§ **STATED PROBLEM**
Write the next part of the interview about TEB's Women's Market program below, picking up right after its final line.

* begin DOCUMENT EXTRACT *

GBA: A lot of women business owners would be categorized as “start-ups.” Does TEB have a strategy for start-ups?
Devrim Tavil: TEB is actually the only bank that has a unique business model for starts-up in Turkey. We help start-ups open a credit line by evaluating their business model and cash flow projections, and we offer free marketing, finance and business plan training. We also have incubation centers, where we give free consulting services to tech start-ups.
GBA: Are you looking at other segments, beyond SMEs, for your Women’s Market program?
Devrim Tavil: We plan to focus initially on the SME segment — particularly start-ups. After we fully understand the needs of women entrepreneurs, we will expand the program. TEB believes that every start-up owner is our future SME and individual client. That’s why it seems like a good idea to start there.
GBA: When are you expecting to launch your Women’s Market program?
Devrim Tavil: Our target launch time is the first quarter of 2015.
GBA: What will you do to gain buy-in from the staff around this strategy?
Devrim Tavil: We have already put a dedicated team in place, and we’re looking to technical support from the EBRD program to help us develop a market strategy for the segment.
GBA: What kind of policies do you have in place regarding women as employees and leaders of the bank?
Devrim Tavil: TEB, as a company, respects all its employees. Currently, 51 percent of our staff is made up of women.

* end DOCUMENT EXTRACT *
* begin GIVEN INFORMATION *

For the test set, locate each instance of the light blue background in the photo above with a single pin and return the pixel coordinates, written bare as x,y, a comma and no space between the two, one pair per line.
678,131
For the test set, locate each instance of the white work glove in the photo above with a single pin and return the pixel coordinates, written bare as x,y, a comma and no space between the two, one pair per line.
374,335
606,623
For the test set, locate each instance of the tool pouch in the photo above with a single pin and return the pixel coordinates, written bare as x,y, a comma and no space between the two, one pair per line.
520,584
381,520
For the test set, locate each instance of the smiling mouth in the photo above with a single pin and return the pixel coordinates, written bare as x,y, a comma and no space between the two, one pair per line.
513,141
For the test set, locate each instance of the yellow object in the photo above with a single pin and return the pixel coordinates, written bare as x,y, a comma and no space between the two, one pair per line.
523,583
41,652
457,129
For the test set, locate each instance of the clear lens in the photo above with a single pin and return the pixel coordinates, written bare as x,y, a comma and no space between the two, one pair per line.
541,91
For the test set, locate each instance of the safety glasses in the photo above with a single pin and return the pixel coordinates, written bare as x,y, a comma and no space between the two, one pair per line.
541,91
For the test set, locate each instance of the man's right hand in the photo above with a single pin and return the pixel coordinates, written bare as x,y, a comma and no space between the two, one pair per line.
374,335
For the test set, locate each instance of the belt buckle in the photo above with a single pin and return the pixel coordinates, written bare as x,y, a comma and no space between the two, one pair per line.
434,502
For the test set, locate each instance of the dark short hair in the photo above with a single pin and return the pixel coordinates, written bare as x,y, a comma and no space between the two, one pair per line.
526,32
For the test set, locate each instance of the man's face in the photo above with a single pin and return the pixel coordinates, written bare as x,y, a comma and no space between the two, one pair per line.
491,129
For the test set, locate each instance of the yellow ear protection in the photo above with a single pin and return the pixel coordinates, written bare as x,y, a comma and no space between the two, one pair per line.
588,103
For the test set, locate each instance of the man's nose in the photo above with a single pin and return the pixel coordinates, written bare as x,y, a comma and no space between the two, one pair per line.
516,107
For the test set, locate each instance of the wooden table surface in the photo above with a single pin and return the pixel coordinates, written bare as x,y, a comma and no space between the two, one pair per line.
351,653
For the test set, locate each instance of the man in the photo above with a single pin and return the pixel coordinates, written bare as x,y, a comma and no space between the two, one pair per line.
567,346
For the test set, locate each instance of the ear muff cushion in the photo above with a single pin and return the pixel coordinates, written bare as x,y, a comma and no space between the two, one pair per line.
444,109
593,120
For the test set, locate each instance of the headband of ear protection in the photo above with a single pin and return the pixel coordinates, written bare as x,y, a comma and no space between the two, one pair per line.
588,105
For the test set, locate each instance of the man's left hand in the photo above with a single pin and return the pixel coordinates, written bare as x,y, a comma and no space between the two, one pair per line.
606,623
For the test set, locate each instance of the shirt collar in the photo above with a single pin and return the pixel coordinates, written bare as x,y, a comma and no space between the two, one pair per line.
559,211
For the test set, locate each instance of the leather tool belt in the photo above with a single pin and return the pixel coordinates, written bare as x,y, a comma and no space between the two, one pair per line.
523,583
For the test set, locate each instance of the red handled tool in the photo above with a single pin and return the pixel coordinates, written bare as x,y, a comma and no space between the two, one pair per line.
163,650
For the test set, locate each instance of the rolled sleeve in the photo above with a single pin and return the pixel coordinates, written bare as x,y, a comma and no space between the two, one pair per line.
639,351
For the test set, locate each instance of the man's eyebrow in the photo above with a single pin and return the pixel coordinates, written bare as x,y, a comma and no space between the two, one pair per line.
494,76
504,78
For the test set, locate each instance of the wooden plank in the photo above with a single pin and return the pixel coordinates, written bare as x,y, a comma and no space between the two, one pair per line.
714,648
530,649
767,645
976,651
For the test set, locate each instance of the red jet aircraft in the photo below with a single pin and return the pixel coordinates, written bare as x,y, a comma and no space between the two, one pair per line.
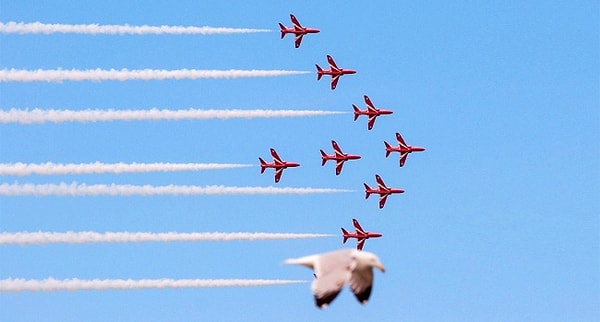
402,147
297,30
361,235
277,164
334,71
339,157
382,190
371,111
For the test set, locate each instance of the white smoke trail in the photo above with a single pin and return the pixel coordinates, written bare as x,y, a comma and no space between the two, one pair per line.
58,116
98,75
50,168
75,189
75,284
95,29
70,237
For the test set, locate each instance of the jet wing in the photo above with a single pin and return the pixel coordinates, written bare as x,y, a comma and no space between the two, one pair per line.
338,166
360,243
401,141
336,148
275,156
334,80
296,24
380,182
298,40
371,121
278,172
382,199
358,227
332,64
370,106
403,157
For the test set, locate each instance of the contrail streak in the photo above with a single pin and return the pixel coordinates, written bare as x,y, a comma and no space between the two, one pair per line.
98,75
95,115
31,238
75,189
50,168
95,29
75,284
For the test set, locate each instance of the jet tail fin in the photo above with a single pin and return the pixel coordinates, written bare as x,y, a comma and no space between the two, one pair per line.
282,27
387,149
262,165
319,71
356,112
323,158
367,189
345,235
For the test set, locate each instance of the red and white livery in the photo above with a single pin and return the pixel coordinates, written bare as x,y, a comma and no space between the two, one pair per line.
361,235
297,30
403,148
339,157
277,164
382,190
371,112
334,71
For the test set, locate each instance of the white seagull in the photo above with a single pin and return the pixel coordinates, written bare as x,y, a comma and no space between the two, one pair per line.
334,269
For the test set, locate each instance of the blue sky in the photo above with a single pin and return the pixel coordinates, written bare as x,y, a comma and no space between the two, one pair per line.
500,216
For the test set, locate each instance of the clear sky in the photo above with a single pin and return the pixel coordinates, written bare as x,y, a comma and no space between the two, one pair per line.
499,221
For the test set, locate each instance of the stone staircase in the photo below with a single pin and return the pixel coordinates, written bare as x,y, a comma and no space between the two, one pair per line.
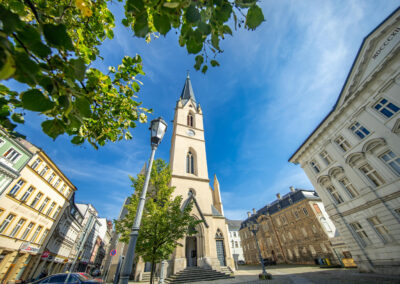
195,274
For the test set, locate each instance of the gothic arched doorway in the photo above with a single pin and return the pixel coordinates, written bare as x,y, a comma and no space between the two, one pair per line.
191,251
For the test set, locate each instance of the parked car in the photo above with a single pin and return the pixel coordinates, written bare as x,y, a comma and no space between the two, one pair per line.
76,278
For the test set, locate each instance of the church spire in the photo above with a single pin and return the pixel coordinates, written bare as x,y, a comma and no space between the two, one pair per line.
187,92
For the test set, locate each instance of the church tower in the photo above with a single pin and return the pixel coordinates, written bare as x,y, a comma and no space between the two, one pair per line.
209,247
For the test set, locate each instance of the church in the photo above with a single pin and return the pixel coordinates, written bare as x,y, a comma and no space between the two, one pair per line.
209,248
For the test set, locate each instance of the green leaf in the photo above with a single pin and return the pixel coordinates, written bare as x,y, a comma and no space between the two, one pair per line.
56,35
18,117
199,60
34,100
53,128
192,14
162,24
79,67
214,63
254,17
77,140
83,106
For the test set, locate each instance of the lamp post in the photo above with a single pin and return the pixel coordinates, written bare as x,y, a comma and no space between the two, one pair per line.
254,227
158,127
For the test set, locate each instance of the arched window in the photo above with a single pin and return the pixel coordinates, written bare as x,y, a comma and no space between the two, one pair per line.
190,120
190,163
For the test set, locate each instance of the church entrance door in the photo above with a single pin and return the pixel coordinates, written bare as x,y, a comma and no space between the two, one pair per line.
191,251
221,252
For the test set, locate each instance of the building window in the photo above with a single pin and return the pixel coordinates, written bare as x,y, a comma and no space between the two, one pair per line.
43,204
315,166
386,108
348,186
43,237
379,228
362,235
50,208
6,222
51,177
325,224
359,130
56,213
326,158
27,230
335,194
190,120
57,183
44,171
16,187
190,163
36,163
342,143
27,194
36,200
12,155
372,175
392,161
38,229
17,227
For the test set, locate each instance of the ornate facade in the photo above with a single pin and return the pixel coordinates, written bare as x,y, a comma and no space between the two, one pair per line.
353,157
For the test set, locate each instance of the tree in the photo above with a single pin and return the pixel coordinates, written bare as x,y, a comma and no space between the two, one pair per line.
164,221
48,46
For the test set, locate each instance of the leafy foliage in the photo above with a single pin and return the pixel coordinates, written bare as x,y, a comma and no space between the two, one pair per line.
49,46
164,223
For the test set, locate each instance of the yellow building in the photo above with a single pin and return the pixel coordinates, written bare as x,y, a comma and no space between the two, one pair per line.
30,208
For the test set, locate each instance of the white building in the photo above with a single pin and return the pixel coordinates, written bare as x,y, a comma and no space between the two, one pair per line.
353,157
234,239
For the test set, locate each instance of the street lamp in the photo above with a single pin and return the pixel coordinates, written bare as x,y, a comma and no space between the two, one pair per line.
254,227
158,127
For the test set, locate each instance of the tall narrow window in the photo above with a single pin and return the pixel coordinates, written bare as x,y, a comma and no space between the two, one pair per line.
386,108
342,143
326,158
44,171
12,155
315,166
190,120
27,231
190,163
392,160
6,222
36,163
17,227
372,175
348,186
362,235
44,204
36,200
379,228
335,194
359,130
16,187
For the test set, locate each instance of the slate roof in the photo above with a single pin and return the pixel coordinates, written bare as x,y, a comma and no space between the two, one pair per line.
187,92
279,204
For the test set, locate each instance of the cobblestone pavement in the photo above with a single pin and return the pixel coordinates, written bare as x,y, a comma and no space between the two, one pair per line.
306,275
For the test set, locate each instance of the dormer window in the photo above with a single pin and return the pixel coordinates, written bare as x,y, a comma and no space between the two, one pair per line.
190,120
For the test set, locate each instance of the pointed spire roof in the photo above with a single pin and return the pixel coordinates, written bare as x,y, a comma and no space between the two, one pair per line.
187,92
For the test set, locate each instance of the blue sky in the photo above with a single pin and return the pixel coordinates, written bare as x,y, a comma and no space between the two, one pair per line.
272,89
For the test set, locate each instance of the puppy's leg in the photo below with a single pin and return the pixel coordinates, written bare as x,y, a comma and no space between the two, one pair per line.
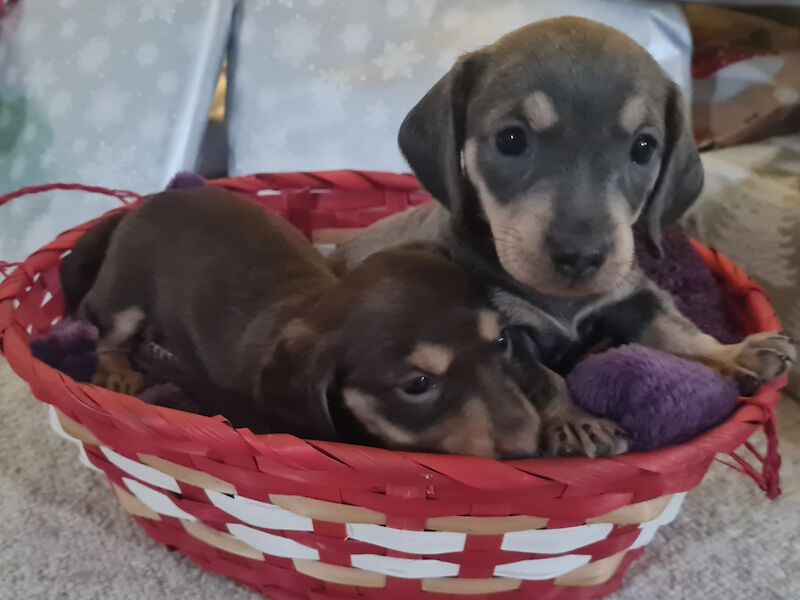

* end GIVEN INFORMATION *

§ **RESPONSE**
GBA: How did you first hear about the GBA?
Devrim Tavil: We heard about the Alliance from our colleagues, who are also members.
GBA: What specifically are your hopes for your new membership in the Alliance?
Devrim Tavil: We hope to gain a number of things from our GBA membership, particularly knowledge about how to encourage women to start their own businesses and help them achieve sustainability in those businesses. We’re also excited about the peer-to-peer knowledge sharing among Alliance members, as this will help us adopt a successful Women’s Market business model at TEB.
— As told to the Global Banking Alliance for Women
AT A GLANCE
(as of December 2013)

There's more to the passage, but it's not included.